§ **CONSIGNE**: Dans le texte sur l'alcool en France, remplacez « dépendance » par « addiction » et réécrivez le passage qui va de « Dans le détail, un » jusqu'à « trop grande consommation. ».

§ **TEXTE**:
---+---

Dans le détail, un tiers de ces patients sont venus à l'hôpital pour un problème directement lié à l'alcool, comme une dépendance, ou un coma éthylique. Les deux autres tiers correspondent à des pathologies indirectes, comme une hépatite ou un accident consécutif à une trop grande consommation.
Cette forte augmentation est à rapprocher d'un autre chiffre effrayant : l'alcool aurait tué 49 000 personnes dans l'Hexagone en 2009. D'après le rapport qui relate ces chiffres, les Français de plus de 15 ans boivent trop : 2,7 verres d'alcool par jour, quand une étude britannique recommande de ne pas dépasser le demi-verre.
Face à ces chiffres inquiétants, il faut tout de même rappeler que la consommation alcoolique a fortement baissé en France ces dernières années. Selon l'Observatoire français des drogues et des toxicomanies, de 26 litres d'alcool pur par an et par personnes en 1961, la vente d'alcool est passée à 12 litres en 2010. Et entre 2000 et 2010, la consommation a même baissé de 22%, selon l'Insee.

---+---

§ **DONNÉES SOURCES**:
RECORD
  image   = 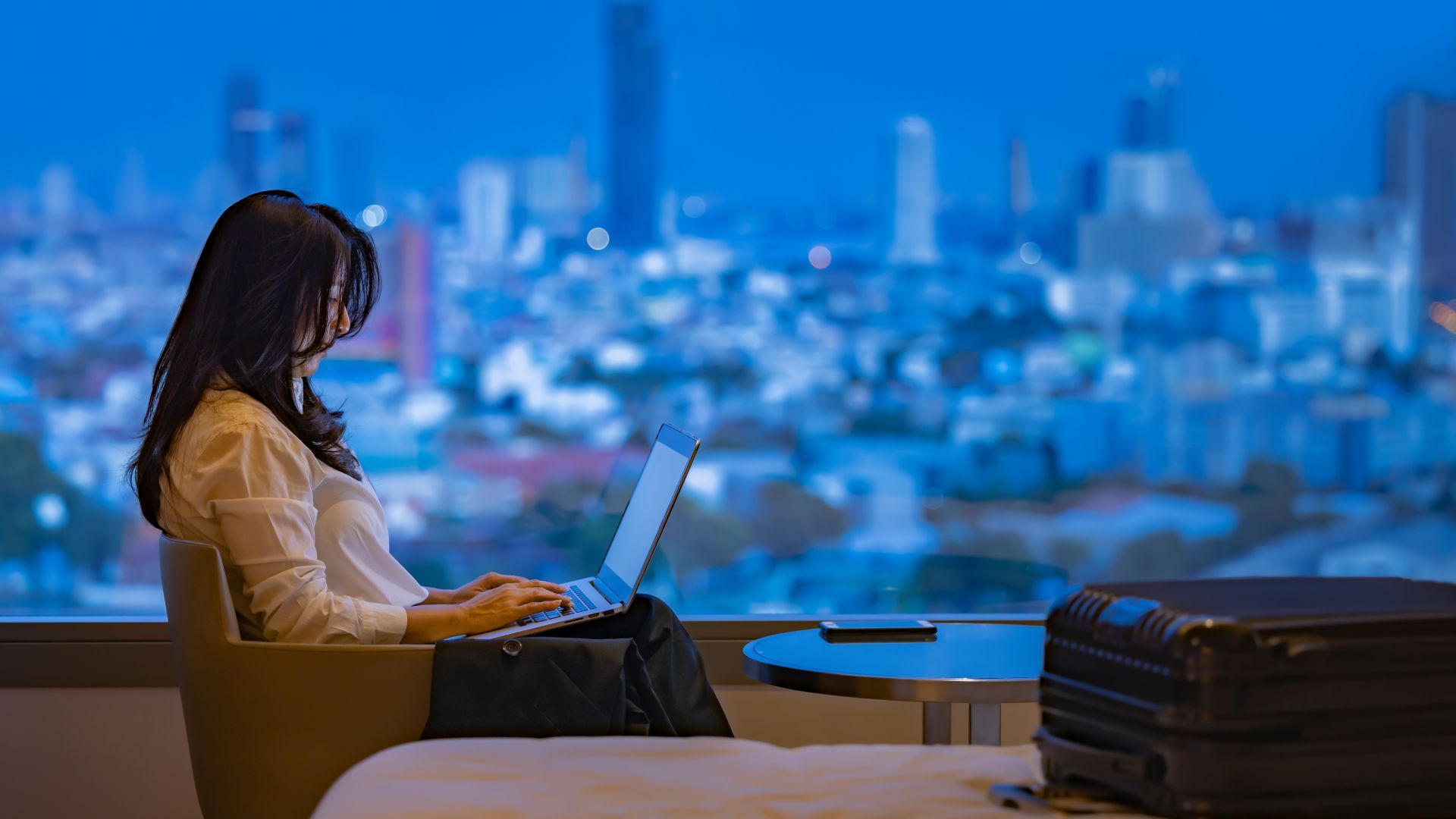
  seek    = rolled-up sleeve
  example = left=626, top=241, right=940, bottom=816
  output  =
left=193, top=424, right=406, bottom=642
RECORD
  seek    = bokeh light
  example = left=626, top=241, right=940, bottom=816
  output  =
left=359, top=206, right=389, bottom=231
left=810, top=245, right=833, bottom=270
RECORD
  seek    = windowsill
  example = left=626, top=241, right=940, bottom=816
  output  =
left=0, top=613, right=1044, bottom=688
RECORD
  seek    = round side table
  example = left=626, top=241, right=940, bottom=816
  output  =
left=742, top=623, right=1046, bottom=745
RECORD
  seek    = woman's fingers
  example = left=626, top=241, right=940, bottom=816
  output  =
left=521, top=592, right=565, bottom=613
left=516, top=583, right=571, bottom=606
left=516, top=580, right=566, bottom=595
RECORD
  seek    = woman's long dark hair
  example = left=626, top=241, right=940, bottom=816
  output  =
left=127, top=191, right=378, bottom=529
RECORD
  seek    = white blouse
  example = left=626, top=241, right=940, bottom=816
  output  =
left=158, top=379, right=425, bottom=642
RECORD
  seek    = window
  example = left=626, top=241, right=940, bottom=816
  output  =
left=0, top=0, right=1456, bottom=617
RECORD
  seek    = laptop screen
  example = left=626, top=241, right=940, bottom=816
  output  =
left=598, top=427, right=696, bottom=598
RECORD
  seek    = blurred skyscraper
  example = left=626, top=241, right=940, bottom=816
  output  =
left=114, top=147, right=152, bottom=221
left=39, top=163, right=77, bottom=240
left=1122, top=67, right=1181, bottom=149
left=519, top=155, right=582, bottom=236
left=1078, top=68, right=1223, bottom=275
left=888, top=117, right=940, bottom=264
left=1006, top=137, right=1037, bottom=239
left=396, top=221, right=437, bottom=388
left=460, top=158, right=511, bottom=262
left=607, top=3, right=661, bottom=248
left=278, top=111, right=315, bottom=196
left=224, top=74, right=271, bottom=196
left=1385, top=93, right=1456, bottom=299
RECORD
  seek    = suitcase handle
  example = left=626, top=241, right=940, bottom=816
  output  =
left=1037, top=729, right=1163, bottom=783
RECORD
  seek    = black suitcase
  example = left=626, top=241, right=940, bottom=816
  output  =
left=1037, top=577, right=1456, bottom=816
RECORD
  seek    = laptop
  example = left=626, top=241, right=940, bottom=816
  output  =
left=470, top=424, right=699, bottom=640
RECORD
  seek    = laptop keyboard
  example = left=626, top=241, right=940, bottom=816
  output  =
left=516, top=586, right=597, bottom=625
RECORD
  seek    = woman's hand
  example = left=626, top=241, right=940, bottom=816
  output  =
left=444, top=571, right=547, bottom=604
left=456, top=574, right=571, bottom=634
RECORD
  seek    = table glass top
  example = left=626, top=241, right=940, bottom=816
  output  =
left=745, top=623, right=1046, bottom=680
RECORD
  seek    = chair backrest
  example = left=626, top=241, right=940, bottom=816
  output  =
left=160, top=536, right=434, bottom=817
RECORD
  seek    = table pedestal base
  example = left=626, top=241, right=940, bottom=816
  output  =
left=920, top=702, right=1000, bottom=745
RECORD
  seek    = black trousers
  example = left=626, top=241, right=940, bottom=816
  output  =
left=548, top=595, right=733, bottom=736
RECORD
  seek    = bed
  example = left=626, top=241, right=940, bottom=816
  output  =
left=315, top=737, right=1127, bottom=819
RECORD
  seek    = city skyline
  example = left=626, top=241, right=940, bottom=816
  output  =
left=0, top=3, right=1456, bottom=612
left=0, top=3, right=1456, bottom=212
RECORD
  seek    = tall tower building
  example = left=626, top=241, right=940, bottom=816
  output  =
left=607, top=3, right=661, bottom=248
left=460, top=158, right=511, bottom=262
left=888, top=117, right=940, bottom=264
left=1122, top=67, right=1182, bottom=150
left=224, top=74, right=271, bottom=196
left=278, top=111, right=313, bottom=194
left=1383, top=93, right=1456, bottom=300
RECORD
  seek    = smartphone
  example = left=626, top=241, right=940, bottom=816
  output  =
left=820, top=620, right=935, bottom=642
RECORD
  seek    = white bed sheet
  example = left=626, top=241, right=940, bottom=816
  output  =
left=315, top=737, right=1125, bottom=819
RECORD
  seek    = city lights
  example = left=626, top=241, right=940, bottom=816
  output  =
left=359, top=204, right=389, bottom=231
left=810, top=245, right=831, bottom=270
left=0, top=0, right=1456, bottom=617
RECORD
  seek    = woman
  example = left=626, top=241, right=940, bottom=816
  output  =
left=128, top=191, right=726, bottom=733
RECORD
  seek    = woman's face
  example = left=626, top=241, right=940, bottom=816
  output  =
left=293, top=268, right=350, bottom=379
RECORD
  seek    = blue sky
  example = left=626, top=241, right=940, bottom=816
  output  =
left=0, top=0, right=1456, bottom=209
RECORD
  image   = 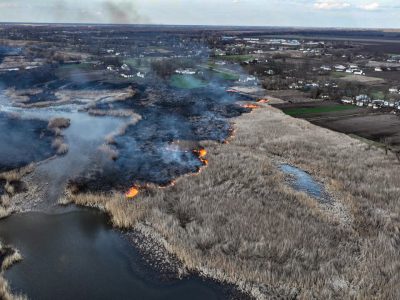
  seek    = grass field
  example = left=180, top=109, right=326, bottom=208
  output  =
left=283, top=104, right=354, bottom=117
left=170, top=75, right=207, bottom=89
left=213, top=70, right=240, bottom=81
left=65, top=106, right=400, bottom=299
left=218, top=54, right=254, bottom=62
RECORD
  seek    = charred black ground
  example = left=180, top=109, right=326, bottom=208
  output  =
left=0, top=113, right=55, bottom=172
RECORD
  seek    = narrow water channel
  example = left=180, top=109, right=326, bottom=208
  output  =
left=0, top=209, right=227, bottom=300
left=280, top=164, right=331, bottom=203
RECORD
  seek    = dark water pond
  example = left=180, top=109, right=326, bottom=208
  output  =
left=280, top=164, right=330, bottom=202
left=0, top=210, right=228, bottom=300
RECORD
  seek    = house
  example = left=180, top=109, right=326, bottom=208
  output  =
left=121, top=64, right=131, bottom=71
left=335, top=65, right=346, bottom=72
left=356, top=95, right=371, bottom=102
left=320, top=66, right=332, bottom=71
left=340, top=97, right=353, bottom=104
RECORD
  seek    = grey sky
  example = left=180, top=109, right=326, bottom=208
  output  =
left=0, top=0, right=400, bottom=28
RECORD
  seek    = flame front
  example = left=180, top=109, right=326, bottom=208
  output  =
left=193, top=148, right=208, bottom=165
left=242, top=104, right=260, bottom=109
left=199, top=149, right=207, bottom=158
left=125, top=187, right=139, bottom=199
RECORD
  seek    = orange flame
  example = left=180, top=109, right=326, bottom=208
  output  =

---+---

§ **RÉPONSE**:
Dans le détail, un tiers de ces patients sont venus à l'hôpital pour un problème directement lié à l'alcool, comme une addiction, ou un coma éthylique. Les deux autres tiers correspondent à des pathologies indirectes, comme une hépatite ou un accident consécutif à une trop grande consommation.